● **Your tasks**
a. Summarize the snake forum thread in two sentences.
b. Echo, word for word, the part of the snake forum thread that opens with the words containing "I know, I have" and closes with "steve6610 (Jun 15, 2007)".

● **Source text**
-- Begin --
I know, I have no clue  I was just trying to jump line  I'm not fussed though, I'll get them oneday 

Keep up the good work. I better save up so I can come up for that "work experience" trip hey 

Kane


----------



## steve6610 (Jun 15, 2007)

thats ok kane, your up the top of the list with swing, hmmm, just don't fight with her, lol, and i'll say no more, haha..........

let me know when your coming up, i'll have heaps of work saved for you, hehe


----------



## sengir (Jun 15, 2007)

yeah man thats cool like I said oh well. I can wait and see. Its cool, no rush when he is ready. Lol
Anyways congrats on the wonderful snakes.

Cheers


----------



## MrSpike (Jun 15, 2007)

I'm sure me and swing can share the best looking hatchies  

I'd love to see pics of mum and dad if you have any?

Kane


----------



## swingonthespiral (Jun 15, 2007)
-- End --
● **Collection entries**
-- Begin --
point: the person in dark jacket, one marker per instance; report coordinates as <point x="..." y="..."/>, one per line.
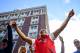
<point x="7" y="45"/>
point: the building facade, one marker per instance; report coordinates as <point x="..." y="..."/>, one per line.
<point x="30" y="21"/>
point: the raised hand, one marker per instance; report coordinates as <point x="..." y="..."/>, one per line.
<point x="13" y="24"/>
<point x="61" y="39"/>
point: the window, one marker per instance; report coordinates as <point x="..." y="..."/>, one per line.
<point x="34" y="22"/>
<point x="34" y="27"/>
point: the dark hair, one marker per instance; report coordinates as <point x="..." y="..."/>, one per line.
<point x="4" y="40"/>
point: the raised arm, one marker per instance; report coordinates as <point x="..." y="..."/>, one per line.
<point x="10" y="38"/>
<point x="60" y="29"/>
<point x="62" y="44"/>
<point x="21" y="34"/>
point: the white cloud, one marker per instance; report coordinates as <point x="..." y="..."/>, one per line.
<point x="71" y="32"/>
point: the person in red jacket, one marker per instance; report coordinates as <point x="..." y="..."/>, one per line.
<point x="44" y="43"/>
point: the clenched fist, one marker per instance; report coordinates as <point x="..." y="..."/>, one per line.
<point x="71" y="13"/>
<point x="13" y="24"/>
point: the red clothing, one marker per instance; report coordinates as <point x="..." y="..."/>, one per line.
<point x="44" y="45"/>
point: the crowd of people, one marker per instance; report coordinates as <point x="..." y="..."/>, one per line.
<point x="42" y="44"/>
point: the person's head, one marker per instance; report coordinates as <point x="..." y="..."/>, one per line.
<point x="22" y="49"/>
<point x="4" y="43"/>
<point x="77" y="43"/>
<point x="43" y="32"/>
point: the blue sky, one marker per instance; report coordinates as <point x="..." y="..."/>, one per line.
<point x="56" y="8"/>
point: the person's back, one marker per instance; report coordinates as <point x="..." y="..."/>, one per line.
<point x="7" y="45"/>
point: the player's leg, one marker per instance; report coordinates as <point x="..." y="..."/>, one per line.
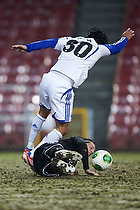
<point x="36" y="126"/>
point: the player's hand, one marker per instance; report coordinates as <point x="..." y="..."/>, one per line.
<point x="91" y="172"/>
<point x="128" y="33"/>
<point x="19" y="48"/>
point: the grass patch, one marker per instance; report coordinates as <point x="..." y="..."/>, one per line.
<point x="117" y="188"/>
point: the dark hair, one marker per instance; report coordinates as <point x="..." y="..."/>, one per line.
<point x="97" y="34"/>
<point x="89" y="140"/>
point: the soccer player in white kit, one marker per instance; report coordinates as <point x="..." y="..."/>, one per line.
<point x="78" y="56"/>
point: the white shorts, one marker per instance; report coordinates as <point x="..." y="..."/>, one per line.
<point x="56" y="94"/>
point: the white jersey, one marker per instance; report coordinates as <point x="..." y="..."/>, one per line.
<point x="78" y="56"/>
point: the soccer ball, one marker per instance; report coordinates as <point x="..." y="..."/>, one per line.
<point x="101" y="160"/>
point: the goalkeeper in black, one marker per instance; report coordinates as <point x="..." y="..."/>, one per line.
<point x="61" y="158"/>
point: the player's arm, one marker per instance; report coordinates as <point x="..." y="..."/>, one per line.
<point x="118" y="46"/>
<point x="36" y="45"/>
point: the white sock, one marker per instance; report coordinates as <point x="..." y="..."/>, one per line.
<point x="35" y="130"/>
<point x="52" y="137"/>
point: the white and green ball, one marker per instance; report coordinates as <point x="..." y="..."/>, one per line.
<point x="101" y="160"/>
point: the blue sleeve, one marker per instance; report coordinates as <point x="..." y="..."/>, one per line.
<point x="41" y="44"/>
<point x="117" y="46"/>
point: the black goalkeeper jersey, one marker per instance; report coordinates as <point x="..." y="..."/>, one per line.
<point x="77" y="144"/>
<point x="44" y="154"/>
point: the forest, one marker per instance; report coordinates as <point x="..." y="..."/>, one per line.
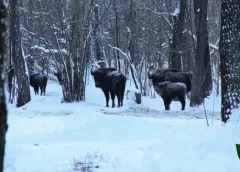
<point x="70" y="37"/>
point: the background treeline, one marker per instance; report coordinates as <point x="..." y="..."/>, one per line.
<point x="68" y="36"/>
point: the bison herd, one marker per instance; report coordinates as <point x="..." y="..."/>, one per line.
<point x="170" y="84"/>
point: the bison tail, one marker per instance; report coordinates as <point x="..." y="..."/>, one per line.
<point x="45" y="80"/>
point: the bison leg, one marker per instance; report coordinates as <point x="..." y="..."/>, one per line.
<point x="36" y="90"/>
<point x="113" y="98"/>
<point x="183" y="102"/>
<point x="106" y="93"/>
<point x="167" y="103"/>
-- End --
● **Task solutions**
a. Kane says he is not fussed about missing out and will save up for a "work experience" trip, and steve6610 replies that Kane is at the top of the list with swing and that heaps of work will be saved for him. sengir says there is no rush and offers congratulations on the snakes, while Kane suggests sharing the best-looking hatchies with swing and asks for pictures of mum and dad.

b.
I know, I have no clue  I was just trying to jump line  I'm not fussed though, I'll get them oneday 

Keep up the good work. I better save up so I can come up for that "work experience" trip hey 

Kane


----------



## steve6610 (Jun 15, 2007)